# [PROBLEM TO SOLVE]
Go to the line holding "Could you please point out the distant cliff" in the entries below and write out exactly every line down to and including the line holding "Could you please point out the rocky headland".

# [INPUT DATA]
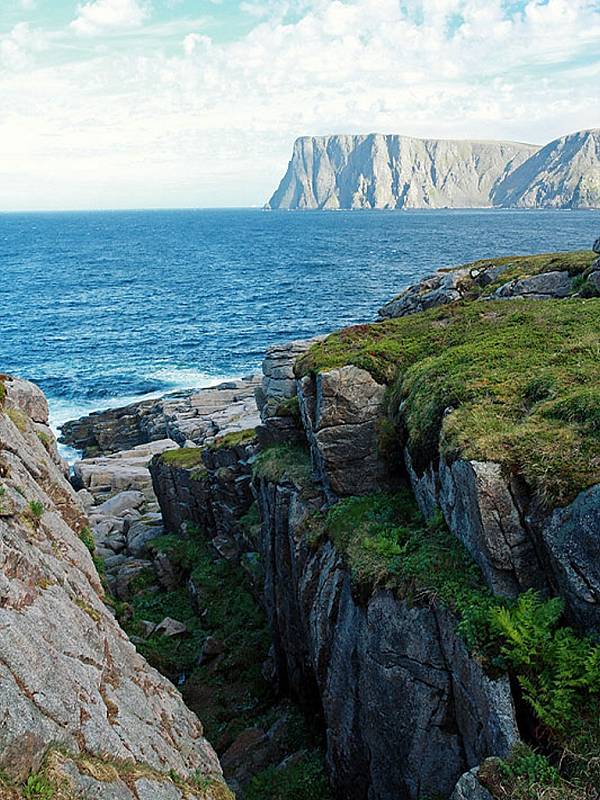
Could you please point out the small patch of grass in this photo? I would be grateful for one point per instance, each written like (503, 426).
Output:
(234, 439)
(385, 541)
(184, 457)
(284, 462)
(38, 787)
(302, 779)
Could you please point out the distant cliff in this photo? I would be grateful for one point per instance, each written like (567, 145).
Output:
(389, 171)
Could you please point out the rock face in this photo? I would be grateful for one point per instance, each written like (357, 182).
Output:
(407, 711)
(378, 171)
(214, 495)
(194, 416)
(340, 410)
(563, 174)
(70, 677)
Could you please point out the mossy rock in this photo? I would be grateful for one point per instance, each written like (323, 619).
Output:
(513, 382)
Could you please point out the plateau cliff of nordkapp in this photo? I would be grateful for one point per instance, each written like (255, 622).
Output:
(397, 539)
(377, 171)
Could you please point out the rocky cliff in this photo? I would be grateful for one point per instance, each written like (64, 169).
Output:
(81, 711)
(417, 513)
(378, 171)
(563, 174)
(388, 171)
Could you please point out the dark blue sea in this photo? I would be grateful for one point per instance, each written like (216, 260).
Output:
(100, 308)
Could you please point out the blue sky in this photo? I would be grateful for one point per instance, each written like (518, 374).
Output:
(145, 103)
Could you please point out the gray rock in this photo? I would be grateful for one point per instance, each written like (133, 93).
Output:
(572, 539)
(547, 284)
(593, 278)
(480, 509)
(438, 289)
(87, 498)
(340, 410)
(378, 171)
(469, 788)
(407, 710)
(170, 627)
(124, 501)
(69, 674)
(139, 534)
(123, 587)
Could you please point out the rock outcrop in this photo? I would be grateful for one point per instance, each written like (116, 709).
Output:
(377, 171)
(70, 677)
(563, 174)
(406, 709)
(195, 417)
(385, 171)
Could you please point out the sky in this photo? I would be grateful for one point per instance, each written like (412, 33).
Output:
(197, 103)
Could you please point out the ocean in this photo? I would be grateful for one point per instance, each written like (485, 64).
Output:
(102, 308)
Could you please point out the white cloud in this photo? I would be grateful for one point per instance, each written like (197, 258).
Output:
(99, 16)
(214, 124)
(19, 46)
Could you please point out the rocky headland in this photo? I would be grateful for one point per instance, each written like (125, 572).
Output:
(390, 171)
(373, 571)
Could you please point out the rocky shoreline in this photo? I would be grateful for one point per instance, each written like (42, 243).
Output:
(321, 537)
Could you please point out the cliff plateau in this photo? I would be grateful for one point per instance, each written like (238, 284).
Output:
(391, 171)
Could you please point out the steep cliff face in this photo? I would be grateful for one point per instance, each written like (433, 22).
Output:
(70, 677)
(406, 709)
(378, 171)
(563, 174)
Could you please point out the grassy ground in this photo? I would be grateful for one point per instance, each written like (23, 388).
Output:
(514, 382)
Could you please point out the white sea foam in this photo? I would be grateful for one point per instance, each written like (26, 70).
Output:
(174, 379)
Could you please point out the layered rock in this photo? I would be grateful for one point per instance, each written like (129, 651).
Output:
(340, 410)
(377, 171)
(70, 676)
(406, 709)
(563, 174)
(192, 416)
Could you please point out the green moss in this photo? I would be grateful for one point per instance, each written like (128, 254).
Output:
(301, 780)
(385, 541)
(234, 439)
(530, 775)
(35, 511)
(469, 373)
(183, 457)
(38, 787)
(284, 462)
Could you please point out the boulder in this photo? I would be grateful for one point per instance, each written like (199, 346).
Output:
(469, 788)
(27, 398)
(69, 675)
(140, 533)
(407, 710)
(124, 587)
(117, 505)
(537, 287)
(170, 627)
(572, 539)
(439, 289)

...

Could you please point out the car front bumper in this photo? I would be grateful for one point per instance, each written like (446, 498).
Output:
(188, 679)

* * *

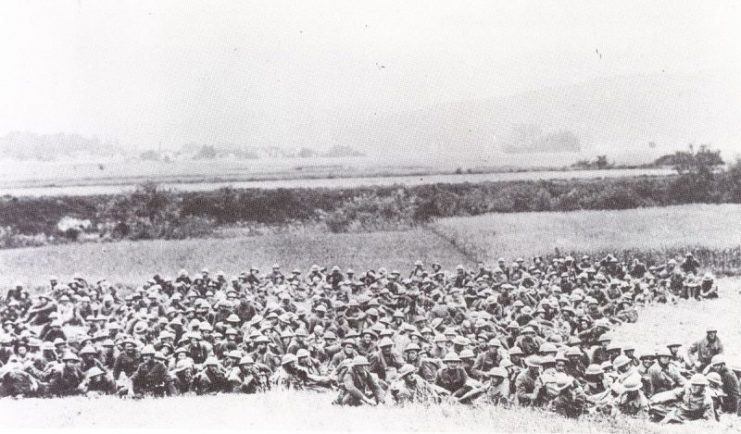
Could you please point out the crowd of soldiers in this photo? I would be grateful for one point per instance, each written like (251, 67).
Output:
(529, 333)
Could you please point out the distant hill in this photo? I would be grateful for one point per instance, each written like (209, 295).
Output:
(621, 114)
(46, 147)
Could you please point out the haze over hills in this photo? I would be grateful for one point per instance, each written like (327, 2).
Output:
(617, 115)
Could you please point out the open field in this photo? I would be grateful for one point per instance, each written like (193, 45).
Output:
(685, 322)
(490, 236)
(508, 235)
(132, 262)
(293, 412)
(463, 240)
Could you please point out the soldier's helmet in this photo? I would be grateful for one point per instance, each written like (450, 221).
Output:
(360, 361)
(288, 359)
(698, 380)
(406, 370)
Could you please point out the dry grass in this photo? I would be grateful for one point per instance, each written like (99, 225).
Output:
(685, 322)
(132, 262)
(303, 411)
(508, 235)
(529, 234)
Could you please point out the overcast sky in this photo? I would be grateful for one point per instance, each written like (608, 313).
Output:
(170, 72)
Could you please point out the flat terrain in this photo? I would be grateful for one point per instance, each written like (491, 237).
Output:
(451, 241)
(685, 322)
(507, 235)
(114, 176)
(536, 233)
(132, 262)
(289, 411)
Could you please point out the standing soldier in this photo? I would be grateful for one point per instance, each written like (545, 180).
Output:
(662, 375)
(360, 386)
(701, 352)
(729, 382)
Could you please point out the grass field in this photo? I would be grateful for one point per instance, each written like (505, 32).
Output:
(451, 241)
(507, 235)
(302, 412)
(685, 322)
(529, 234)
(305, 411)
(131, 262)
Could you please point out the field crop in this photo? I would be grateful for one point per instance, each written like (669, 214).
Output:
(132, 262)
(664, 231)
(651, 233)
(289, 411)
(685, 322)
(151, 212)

# [YOUR RESPONSE]
Could you please point out the distant cliff in this photo? I would be grateful for one point per instance, each written like (567, 145).
Output:
(389, 171)
Could you please point out the rock face in this photo? I would be grateful for one point per instance, each written like (357, 182).
Output:
(407, 711)
(378, 171)
(214, 495)
(194, 416)
(340, 410)
(563, 174)
(70, 677)
Could you please point out the mossy rock in this photo? I would be grateful for one point per instance, each written like (323, 619).
Output:
(513, 382)
Could you please point out the plateau cliff of nordkapp in this photo? I would be grateful for one point per instance, each written like (255, 622).
Output:
(397, 539)
(377, 171)
Could you please point out the rocky cliff in this photo? I would be grateful for one point per instance, each written like (64, 169).
Output:
(81, 711)
(417, 513)
(378, 171)
(563, 174)
(388, 171)
Could you please point out the dark blue sea in this photo? I would be grateful for one point per instance, each written like (216, 260).
Output:
(100, 308)
Could you please point out the blue sky in this photo? I would be grateful for one point per instance, each written like (518, 374).
Output:
(145, 103)
Could you please point out the gray rock in this photo? I would be grateful for one point per instance, each written like (133, 93).
Output:
(572, 539)
(547, 284)
(593, 278)
(480, 509)
(438, 289)
(87, 498)
(340, 410)
(378, 171)
(469, 788)
(407, 710)
(170, 627)
(124, 501)
(69, 674)
(139, 534)
(123, 587)
Could you please point out the rock outcrop in this photo? I would be grateful for one point per instance, each written like (116, 709).
Output:
(377, 171)
(70, 677)
(563, 174)
(406, 709)
(195, 417)
(385, 171)
Could you please point out the sky in this photo? I would be grateful for one point per instance, each written like (412, 33).
Output:
(197, 103)
Could you please point out the ocean in this photo? I would be grateful for one point per instance, each written like (485, 64).
Output:
(102, 308)
Could you please point out the white cloud in this photo? I would be grateful for one point per instance, each written like (197, 258).
Output:
(99, 16)
(214, 124)
(19, 46)
Could you please point out the rocky headland in this photo? I would be grateful for one point per instance, each written like (125, 572).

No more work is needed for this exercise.